=== QUÉ SE PIDE ===
Transcribe sin ningún cambio cada una de las líneas del material que aparece a continuación.

=== DATOS PROPORCIONADOS ===
⟨
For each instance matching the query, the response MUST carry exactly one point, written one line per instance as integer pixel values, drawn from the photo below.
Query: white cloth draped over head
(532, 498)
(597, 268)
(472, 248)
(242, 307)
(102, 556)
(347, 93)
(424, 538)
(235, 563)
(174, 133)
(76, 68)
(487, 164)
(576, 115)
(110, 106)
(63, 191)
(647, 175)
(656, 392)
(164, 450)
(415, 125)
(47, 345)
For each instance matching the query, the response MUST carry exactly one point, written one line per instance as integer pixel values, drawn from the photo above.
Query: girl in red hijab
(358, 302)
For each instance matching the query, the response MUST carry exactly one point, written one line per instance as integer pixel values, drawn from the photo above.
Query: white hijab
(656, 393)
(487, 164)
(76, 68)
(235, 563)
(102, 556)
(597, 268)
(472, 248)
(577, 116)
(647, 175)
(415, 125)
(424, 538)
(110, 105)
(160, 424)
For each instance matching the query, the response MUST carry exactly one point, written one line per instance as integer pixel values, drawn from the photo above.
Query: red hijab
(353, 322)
⟩
=== SOLUCIÓN A CONTINUACIÓN ===
For each instance matching the query, the response MUST carry exactly one point, written one line per instance as integer pixel values, drawn from the photo below.
Query: white cloth draped over head
(532, 498)
(597, 268)
(472, 248)
(242, 307)
(102, 556)
(347, 93)
(424, 538)
(235, 563)
(174, 133)
(76, 68)
(487, 164)
(576, 115)
(110, 106)
(63, 191)
(647, 175)
(656, 392)
(164, 450)
(415, 125)
(47, 345)
For each instance matching the query, the response MUST carry exactly one point, written one line per instance as integer pixel values, drawn from the photo above.
Query: girl in red hijab
(358, 302)
For each instance matching the query, the response MUST carry exactly one point, written one line per instance as integer pixel values, drawn from the photo above.
Query: white hijab
(656, 393)
(487, 164)
(76, 68)
(235, 563)
(102, 556)
(597, 268)
(472, 248)
(577, 116)
(647, 175)
(415, 125)
(424, 538)
(110, 105)
(160, 424)
For each instance matching the query, the response MUST carry exactly one point, written one line per instance as integer pixel values, drawn from the photo above.
Query: red hijab
(353, 322)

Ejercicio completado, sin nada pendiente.